━━ Data records ━━
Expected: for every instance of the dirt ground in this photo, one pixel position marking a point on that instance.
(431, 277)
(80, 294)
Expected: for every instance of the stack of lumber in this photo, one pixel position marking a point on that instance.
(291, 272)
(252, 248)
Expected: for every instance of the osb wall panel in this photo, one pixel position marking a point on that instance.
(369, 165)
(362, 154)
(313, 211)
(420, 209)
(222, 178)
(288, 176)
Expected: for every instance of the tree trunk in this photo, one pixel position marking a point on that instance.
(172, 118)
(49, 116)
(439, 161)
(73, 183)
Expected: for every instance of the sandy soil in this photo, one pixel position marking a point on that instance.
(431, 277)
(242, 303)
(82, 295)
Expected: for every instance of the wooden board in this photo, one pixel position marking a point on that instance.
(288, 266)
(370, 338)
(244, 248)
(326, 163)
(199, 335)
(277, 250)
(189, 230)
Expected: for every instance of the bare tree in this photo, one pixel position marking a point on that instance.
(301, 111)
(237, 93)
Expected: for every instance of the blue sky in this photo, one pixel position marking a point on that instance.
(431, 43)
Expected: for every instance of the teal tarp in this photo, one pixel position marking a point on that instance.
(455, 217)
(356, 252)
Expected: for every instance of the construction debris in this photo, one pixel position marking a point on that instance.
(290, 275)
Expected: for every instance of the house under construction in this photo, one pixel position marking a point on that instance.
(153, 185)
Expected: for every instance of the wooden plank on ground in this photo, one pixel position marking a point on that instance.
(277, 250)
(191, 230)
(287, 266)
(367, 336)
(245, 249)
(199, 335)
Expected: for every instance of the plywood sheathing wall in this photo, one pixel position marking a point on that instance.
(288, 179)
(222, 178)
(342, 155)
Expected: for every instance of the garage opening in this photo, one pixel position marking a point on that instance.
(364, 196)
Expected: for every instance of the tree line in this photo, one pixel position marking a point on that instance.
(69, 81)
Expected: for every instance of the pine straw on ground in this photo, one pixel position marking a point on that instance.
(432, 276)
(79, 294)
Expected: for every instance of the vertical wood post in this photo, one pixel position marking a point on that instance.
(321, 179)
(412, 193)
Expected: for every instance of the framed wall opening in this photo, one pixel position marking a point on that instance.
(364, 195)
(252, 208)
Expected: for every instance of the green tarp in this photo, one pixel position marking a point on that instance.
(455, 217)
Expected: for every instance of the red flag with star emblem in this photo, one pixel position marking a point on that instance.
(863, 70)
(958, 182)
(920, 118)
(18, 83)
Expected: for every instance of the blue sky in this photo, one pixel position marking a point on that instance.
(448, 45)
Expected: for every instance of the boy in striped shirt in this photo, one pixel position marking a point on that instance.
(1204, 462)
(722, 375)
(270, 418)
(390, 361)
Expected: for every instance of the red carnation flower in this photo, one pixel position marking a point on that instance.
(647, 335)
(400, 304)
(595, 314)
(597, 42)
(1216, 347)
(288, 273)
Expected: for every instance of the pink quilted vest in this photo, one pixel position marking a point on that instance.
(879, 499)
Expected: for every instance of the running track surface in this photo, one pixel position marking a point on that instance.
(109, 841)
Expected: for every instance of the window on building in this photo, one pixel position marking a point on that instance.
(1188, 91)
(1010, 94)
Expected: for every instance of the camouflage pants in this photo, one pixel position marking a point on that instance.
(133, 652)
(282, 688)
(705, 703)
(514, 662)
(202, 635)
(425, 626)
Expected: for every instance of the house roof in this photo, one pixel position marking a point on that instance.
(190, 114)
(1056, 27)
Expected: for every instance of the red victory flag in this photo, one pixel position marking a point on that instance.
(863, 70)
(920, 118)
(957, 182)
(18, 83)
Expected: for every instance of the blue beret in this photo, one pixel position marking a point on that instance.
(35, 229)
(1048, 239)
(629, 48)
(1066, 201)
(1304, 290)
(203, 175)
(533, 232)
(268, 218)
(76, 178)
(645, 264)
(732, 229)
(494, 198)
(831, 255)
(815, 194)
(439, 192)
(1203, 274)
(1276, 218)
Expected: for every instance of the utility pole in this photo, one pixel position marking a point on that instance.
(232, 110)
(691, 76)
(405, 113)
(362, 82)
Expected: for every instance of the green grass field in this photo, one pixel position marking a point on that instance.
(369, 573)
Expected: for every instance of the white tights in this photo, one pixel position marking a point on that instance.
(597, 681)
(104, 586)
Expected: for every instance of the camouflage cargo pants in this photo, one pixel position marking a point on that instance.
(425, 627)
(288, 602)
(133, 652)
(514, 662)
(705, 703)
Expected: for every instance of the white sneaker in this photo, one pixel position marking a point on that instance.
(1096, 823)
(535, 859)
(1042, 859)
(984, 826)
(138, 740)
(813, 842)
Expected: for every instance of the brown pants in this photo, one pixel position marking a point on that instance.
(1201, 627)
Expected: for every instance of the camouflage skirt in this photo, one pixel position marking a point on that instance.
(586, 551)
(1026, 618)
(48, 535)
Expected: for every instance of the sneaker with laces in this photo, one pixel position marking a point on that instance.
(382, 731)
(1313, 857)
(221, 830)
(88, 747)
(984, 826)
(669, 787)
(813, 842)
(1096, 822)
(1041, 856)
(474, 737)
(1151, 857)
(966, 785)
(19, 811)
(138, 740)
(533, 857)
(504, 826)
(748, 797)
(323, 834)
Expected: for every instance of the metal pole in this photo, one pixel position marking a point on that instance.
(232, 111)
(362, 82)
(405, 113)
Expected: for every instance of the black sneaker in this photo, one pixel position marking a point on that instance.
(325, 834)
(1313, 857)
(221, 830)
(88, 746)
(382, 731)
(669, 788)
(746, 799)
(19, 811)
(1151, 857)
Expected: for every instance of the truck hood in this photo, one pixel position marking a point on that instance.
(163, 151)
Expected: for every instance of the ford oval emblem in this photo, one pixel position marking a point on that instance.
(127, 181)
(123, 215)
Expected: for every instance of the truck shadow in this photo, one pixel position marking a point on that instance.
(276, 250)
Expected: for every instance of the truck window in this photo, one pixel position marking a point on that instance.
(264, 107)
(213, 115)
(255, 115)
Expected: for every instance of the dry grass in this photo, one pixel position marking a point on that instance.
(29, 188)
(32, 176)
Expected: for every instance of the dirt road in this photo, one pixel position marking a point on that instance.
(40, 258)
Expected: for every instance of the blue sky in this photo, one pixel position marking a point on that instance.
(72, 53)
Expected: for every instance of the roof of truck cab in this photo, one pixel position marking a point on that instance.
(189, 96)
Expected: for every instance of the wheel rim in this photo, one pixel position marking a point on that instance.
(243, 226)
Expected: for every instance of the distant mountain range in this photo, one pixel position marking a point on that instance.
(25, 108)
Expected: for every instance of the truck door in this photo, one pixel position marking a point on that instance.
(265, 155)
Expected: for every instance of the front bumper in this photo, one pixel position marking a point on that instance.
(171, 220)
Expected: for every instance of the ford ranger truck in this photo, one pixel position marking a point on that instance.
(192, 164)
━━━
→ Do this
Extract all lines as given.

→ Result of the task
Expected: for every instance of the dirt ground in this photo, one pixel position marking a point on that instance.
(431, 277)
(80, 294)
Expected: for every instance of the stack of lumber in this photo, one pixel position marking a point on that instance.
(291, 272)
(252, 248)
Expected: for every instance of the osb wall panel in this photo, one pixel position marking a point on that instance.
(369, 165)
(362, 154)
(313, 211)
(420, 209)
(222, 178)
(288, 176)
Expected: for every instance of the tree trunk in this photo, one pixel position marking a point on that instance.
(172, 118)
(49, 116)
(439, 161)
(73, 183)
Expected: for every instance of the sandy soil in this photo, one pixel position marking a point on that instance.
(431, 277)
(242, 303)
(82, 295)
Expected: for every instance of the wooden board in this photo, one pixel position marking a point on that instance.
(288, 266)
(370, 338)
(244, 248)
(326, 163)
(199, 335)
(277, 250)
(189, 230)
Expected: for every instance of the bare tree in this photo, one pixel position marking a point on that instance.
(301, 111)
(237, 93)
Expected: for every instance of the blue sky in this photo, one pixel position marking a point on that instance.
(431, 43)
Expected: for every instance of the teal tarp in this photo, one pixel position marking a point on that instance.
(455, 217)
(356, 252)
Expected: for every instance of the construction debris in this photo, one pixel position marking a point on that instance.
(290, 275)
Expected: for every instance of the house under construction in this photo, one pixel position marking a point on that instance.
(153, 185)
Expected: for every instance of the wooden plank on ground in this photo, one pixel position marking a point on that instance.
(277, 250)
(191, 230)
(287, 266)
(367, 336)
(245, 249)
(199, 335)
Expected: for every instance of the plywood sheathing wall in this photo, one pixel position marking a point on that instance.
(288, 179)
(222, 178)
(342, 155)
Expected: for every instance of the garage opening in this photo, one pixel position marking a point on that instance.
(364, 196)
Expected: for every instance of the tree line in this photo, one pixel position marking a point on that instance.
(69, 81)
Expected: for every instance of the pine straw on ground in this photo, one pixel position marking a point on that instance.
(432, 276)
(79, 294)
Expected: for every instance of the vertical wood post in this photo, one pixel position marking a point on that instance.
(321, 179)
(412, 193)
Expected: for every instance of the framed wall opening in this photo, one pixel position marking a point on that instance.
(364, 195)
(252, 208)
Expected: for every instance of the green tarp in this photo, one pixel position marking a point on that instance.
(455, 217)
Expected: for every instance of the red flag with star emblem in this photo, one pixel position marking a point on that instance.
(863, 70)
(958, 182)
(920, 118)
(18, 83)
Expected: for every instance of the blue sky in this photo, one pixel position marking a point on that instance.
(448, 45)
Expected: for every instance of the boy in striped shirt in this photo, one pixel position marking a point on that instance.
(1204, 462)
(722, 375)
(270, 418)
(390, 361)
Expected: for every instance of the red carnation flower in this photo, one pixel position marking a point on that instance.
(647, 335)
(400, 304)
(595, 314)
(597, 42)
(1216, 347)
(288, 273)
Expected: for every instance of the pink quilted vest in this photo, one pixel position marking a point on that instance.
(879, 499)
Expected: for every instance of the running track surface in this photo, one pixel position marking a point on that instance.
(109, 841)
Expected: for every instance of the window on building in this photo, one pixel position marking a point on that instance.
(1188, 91)
(1010, 94)
Expected: for every instance of the camouflage pants in this photo, one pixel position marking a point on that instance.
(133, 652)
(282, 688)
(705, 703)
(514, 662)
(202, 635)
(425, 626)
Expected: for every instance of the house roof in this photo, one pixel position marking a point on that instance.
(190, 114)
(1056, 27)
Expected: for every instance of the red victory flag in this photo, one pixel position marking a point on that instance.
(863, 70)
(920, 118)
(957, 182)
(18, 83)
Expected: for every instance of the blue beret in this photo, one pixel position marking a point on that instance.
(35, 229)
(1048, 239)
(629, 48)
(1066, 201)
(1304, 290)
(203, 175)
(533, 232)
(268, 218)
(76, 178)
(645, 264)
(732, 229)
(494, 198)
(831, 255)
(815, 194)
(439, 192)
(1203, 274)
(1276, 218)
Expected: for every instance of the utility pole in this photo, one pixel position marking a point on that instance.
(232, 110)
(691, 76)
(405, 113)
(362, 82)
Expected: for every instance of the green grass field in this photo, one pixel position marking a point on that instance.
(369, 573)
Expected: for every instance of the white tights in this photo, one pixel position marking a point on that instance.
(597, 681)
(104, 586)
Expected: for every instance of the camouflage cargo pants in this photo, one pixel position marking a point on that instance.
(425, 627)
(288, 602)
(133, 652)
(514, 662)
(705, 703)
Expected: for every instance of the white sneaker in this photo, one pixel position marking a point on that instance.
(1096, 823)
(535, 859)
(1042, 859)
(984, 826)
(138, 740)
(813, 842)
Expected: for every instance of the brown pants in this photo, one pixel position marking a point on that instance.
(1201, 627)
Expected: for every instance of the camouflage skirt in this photo, one pixel position marking a point on that instance.
(586, 551)
(1026, 618)
(48, 535)
Expected: for every instance of the sneaker with laces in this photo, one pixel position marking a point on that instance.
(382, 731)
(1313, 857)
(221, 830)
(88, 747)
(984, 826)
(669, 787)
(813, 842)
(1096, 822)
(1041, 856)
(474, 737)
(1151, 857)
(966, 785)
(19, 811)
(138, 740)
(533, 857)
(504, 826)
(748, 797)
(323, 834)
Expected: for every instance of the metal pole in this photo, one pixel position marking a point on that instance.
(232, 111)
(362, 82)
(405, 113)
Expected: for every instance of the black sneaker in this photo, one pixel position marking a point on that instance.
(325, 834)
(1313, 857)
(221, 830)
(88, 746)
(382, 731)
(669, 788)
(746, 799)
(19, 811)
(1151, 857)
Expected: for every instance of the truck hood in this photo, one pixel position marking a point on that instance.
(163, 151)
Expected: for every instance of the ford oval emblem in this photo, one pixel position marking a point on that instance.
(127, 181)
(123, 215)
Expected: for every instance of the truck shadow in this photo, one pixel position marking a point on that instance.
(276, 250)
Expected: for every instance of the truck window in this photo, one pixel position marking a point on that instance.
(264, 107)
(213, 115)
(255, 115)
Expected: for every instance of the dry grass in this photo, one pixel position marking a point on that instance.
(29, 188)
(32, 176)
Expected: for every instance of the dirt road in this photo, one pixel position marking a point on that instance.
(40, 258)
Expected: for every instance of the blue sky in this photo, one pixel position marking a point on that instance.
(72, 53)
Expected: for every instance of the roof of truck cab in this photo, one pixel position marking a point on that instance.
(189, 96)
Expected: for every instance of the wheel rim in this photo, one pixel position marking a point on that instance.
(243, 226)
Expected: for every instance of the distant mountain range in this photo, one pixel position marking a point on that instance.
(25, 108)
Expected: for every instance of the truck door in this photo, one pixel position marking a point on that instance.
(265, 155)
Expected: for every instance of the front bumper in this photo, one pixel position marking a point on that instance.
(171, 220)
Expected: for every instance of the ford ranger truck in this photo, one pixel position marking a point on that instance.
(192, 164)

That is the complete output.